(Contour labeling items)
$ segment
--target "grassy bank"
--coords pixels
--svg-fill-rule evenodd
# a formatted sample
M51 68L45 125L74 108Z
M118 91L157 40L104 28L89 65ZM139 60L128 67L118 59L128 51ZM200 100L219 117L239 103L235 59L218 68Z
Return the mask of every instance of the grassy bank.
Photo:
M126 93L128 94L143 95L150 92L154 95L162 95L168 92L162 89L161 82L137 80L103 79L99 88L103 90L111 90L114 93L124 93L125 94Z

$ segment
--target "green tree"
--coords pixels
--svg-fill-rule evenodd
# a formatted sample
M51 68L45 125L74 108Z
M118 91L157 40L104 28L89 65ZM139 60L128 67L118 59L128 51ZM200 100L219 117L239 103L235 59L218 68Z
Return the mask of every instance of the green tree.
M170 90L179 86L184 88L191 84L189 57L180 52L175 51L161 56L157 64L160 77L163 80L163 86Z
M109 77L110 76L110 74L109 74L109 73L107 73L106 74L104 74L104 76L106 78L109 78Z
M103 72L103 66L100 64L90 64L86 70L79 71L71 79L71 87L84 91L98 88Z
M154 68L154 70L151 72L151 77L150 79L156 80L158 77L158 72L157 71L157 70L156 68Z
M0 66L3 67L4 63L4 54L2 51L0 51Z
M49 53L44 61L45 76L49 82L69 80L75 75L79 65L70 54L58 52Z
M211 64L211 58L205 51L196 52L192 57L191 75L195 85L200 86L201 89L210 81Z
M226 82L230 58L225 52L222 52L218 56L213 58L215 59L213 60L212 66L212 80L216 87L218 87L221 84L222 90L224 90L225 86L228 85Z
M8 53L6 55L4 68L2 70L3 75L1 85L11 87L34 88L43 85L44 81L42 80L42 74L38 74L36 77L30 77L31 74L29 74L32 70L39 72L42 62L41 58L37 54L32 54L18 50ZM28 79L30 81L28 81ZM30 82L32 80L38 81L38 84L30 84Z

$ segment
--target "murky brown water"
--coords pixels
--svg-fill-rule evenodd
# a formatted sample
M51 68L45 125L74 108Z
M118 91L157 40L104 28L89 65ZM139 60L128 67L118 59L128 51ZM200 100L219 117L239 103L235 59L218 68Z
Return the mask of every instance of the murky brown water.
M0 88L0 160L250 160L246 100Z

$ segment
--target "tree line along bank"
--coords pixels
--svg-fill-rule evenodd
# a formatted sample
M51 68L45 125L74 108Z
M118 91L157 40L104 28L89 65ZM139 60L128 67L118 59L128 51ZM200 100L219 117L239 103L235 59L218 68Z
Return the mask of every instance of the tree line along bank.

## What you are asked to do
Please reproduce each of the items above without any changes.

## Correct result
$ segment
--target "grassy bank"
--coords pixels
--svg-fill-rule evenodd
# a formatted sample
M51 68L45 125L74 108Z
M118 91L157 40L104 28L89 65ZM139 60L128 67L118 59L128 51ZM200 100L219 117L239 103L235 59L218 68Z
Return the mask of every instance of the grassy bank.
Photo:
M126 93L128 94L143 95L150 92L154 95L162 95L168 92L162 89L161 82L137 80L103 79L99 88L103 90L111 90L114 93L124 93L125 94Z

$ segment
--target "green tree"
--coords pixels
--svg-fill-rule evenodd
# a formatted sample
M51 68L45 125L74 108Z
M118 91L157 40L104 28L89 65ZM139 60L128 67L118 59L128 51ZM200 100L219 117L239 103L235 59L218 68Z
Return the mask of every instance of the green tree.
M170 90L179 86L184 88L191 84L189 57L180 52L175 51L161 56L157 64L160 77L163 80L163 86Z
M109 77L110 76L110 74L109 74L109 73L107 73L106 74L104 74L104 76L106 78L109 78Z
M103 72L103 66L100 64L90 64L86 70L79 71L71 79L71 87L84 91L98 88Z
M154 68L154 70L151 72L151 77L150 79L156 80L158 77L158 72L157 71L157 70L156 68Z
M0 66L3 67L4 63L4 54L2 51L0 51Z
M49 53L44 61L45 76L49 82L69 80L75 75L79 65L70 54L58 52Z
M211 64L211 58L205 51L196 52L192 57L191 75L195 85L200 86L201 89L210 81Z
M226 82L230 58L225 52L222 52L218 56L213 58L215 59L213 60L212 66L212 80L216 87L218 87L221 84L222 90L224 90L225 86L228 85Z
M8 53L6 55L4 68L2 70L3 75L1 85L11 87L34 88L43 85L44 81L42 80L42 74L38 74L36 77L30 77L31 74L29 74L32 70L39 72L42 62L41 58L37 54L32 54L18 50ZM28 79L30 81L28 81ZM30 82L32 80L38 81L38 84L30 84Z

$ segment
--target "murky brown water"
--coords pixels
--svg-fill-rule evenodd
# a formatted sample
M51 68L45 125L74 108Z
M118 91L157 40L104 28L89 65ZM139 60L128 67L118 59L128 51ZM200 100L219 117L239 103L235 59L218 68Z
Return the mask of every instance of the murky brown water.
M0 88L0 160L250 160L246 100Z

$ segment
--target "tree line along bank"
--coords pixels
--svg-fill-rule evenodd
# a formatted sample
M51 68L45 125L74 108Z
M118 91L157 40L104 28L89 65ZM139 60L128 67L118 59L128 51ZM200 100L219 117L239 103L235 59L218 68Z
Return the mask of every instance of the tree line along bank.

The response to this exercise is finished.